[SUPPLIED TEXT — start]

My interest in the area of Childhood Apraxia of Speech peaked after attending the Introduction to PROMPT: Technique workshop in 2012. Since then I have treated several children with CAS and have read numerous articles and studied several approaches by experts in the area of CAS, such as Dr. Edythe Strand, Dr. Nancy Kaufman, and Rebecca J. McCauley. I recently had the privilege to apply and be accepted to participate Dr. Edythe Strand’s interactive Childhood Apraxia of Speech Advanced Workshop at UT Dallas and was trained in her Dynamic Temporal and Tactile Cueing (DTTC) approach. Since attending this workshop, I have joined several CAS-related groups on Facebook, such as Apraxia Kids, in order to become more aware of opportunities for training and community involvement for CAS in the Dallas-Fort Worth area. I also plan to attend the 2018 National Conference on Childhood Apraxia of Speech next July.
Working closely with other professionals involved in the child’s care is another way I contribute to the apraxia community. I frequently consult with other professionals the child may see such as physicians, teachers, and other therapists. I also collaborate with other Speech-Language Pathologists involved in the child’s care (such as at school) so that we may provide similar goals and treatment methods when at all possible. I find that often times I play a role in educating the child’s school SLP, as many of the school-based therapists do not have extensive training in the area of CAS, nor the ability to provide frequent, intensive, one-on-one sessions due to constraints of the public school system.
I hope to declare Childhood Apraxia of Speech a specialty area in my career and look forward to training and educating others in this area of Speech-Language Pathology.

[SUPPLIED TEXT — finish]
[RAW DATA — start]

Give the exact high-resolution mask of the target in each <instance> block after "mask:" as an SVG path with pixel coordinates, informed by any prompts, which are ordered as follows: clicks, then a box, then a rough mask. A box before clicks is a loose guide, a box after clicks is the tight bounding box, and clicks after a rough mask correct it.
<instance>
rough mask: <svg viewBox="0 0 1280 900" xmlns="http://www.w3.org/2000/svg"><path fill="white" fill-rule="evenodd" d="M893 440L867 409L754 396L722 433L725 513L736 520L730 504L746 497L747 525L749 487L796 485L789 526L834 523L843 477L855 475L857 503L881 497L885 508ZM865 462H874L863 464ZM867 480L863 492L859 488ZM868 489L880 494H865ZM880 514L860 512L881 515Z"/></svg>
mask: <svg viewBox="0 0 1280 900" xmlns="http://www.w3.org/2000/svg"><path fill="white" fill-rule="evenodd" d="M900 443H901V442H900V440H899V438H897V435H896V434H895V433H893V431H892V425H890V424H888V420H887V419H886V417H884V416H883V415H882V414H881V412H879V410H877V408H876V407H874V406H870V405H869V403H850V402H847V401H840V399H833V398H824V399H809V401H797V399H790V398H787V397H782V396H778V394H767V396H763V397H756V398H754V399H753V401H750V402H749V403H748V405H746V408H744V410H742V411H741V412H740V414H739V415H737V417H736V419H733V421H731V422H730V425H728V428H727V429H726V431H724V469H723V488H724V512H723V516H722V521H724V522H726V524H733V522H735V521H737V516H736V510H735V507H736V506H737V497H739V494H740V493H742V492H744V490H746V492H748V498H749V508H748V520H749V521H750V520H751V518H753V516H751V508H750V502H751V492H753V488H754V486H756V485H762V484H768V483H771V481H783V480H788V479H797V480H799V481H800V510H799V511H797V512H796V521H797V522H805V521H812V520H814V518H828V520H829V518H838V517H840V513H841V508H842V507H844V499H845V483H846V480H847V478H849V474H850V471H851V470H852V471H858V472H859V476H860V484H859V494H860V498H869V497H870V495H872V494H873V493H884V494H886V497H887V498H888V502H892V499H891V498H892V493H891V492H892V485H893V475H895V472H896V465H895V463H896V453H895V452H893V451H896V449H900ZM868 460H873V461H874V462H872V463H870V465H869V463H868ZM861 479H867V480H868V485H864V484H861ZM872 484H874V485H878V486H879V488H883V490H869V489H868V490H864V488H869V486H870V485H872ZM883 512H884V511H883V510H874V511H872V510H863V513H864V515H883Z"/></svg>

[RAW DATA — finish]

## WHAT YOU ARE ASKED TO DO
Go on with the text on childhood apraxia of speech, picking up right after its final sentence. The listing has no connection to the text on childhood apraxia of speech.

## RESULT
I typically have the parent/caregiver present to observe and participate hands-on during each treatment session. I feel this is very important in order to build rapport and trust with the family so the caregiver is confident in my ability to treat his/her child. Heavy caregiver involvement is crucial when treating a child with CAS. It is important that I explain what I am targeting and the reasoning behind it. I also have the caregiver take videos and practice various cueing techniques alongside me so he/she feels comfortable practicing and supporting the child in the home environment. If there is a therapy material or resource used during the treatment session that the caregiver can later use at home, I provide this as well. I firmly believe a strong therapist and caregiver relationship is critical to the development and progress for a child with CAS.
I was a member of my clinic’s multidisciplinary AAC assessment team for several years, so I am very familiar with the various types of augmentative communication support available. I often use the support of AAC early on in the therapy process for the children who have poor speech intelligibility or limited verbal output due to severe CAS. It may be through the use of simple hand signs such as “more,”
all done,” and other functional signs the child’s family deems important in his/her daily life, or through the use of a speech generating device. I tend to use and recommend an iPad with a communication application such as Touch Chat or Proloquo2Go in order to decrease frustration of the child and caregiver and to help aid in language development. Though my final goal is for the child with CAS to use natural speech as his/her primary mode of communication, I feel it’s very important to provide some way for the child to functionally communicate in his/her surroundings while verbal speech is limited.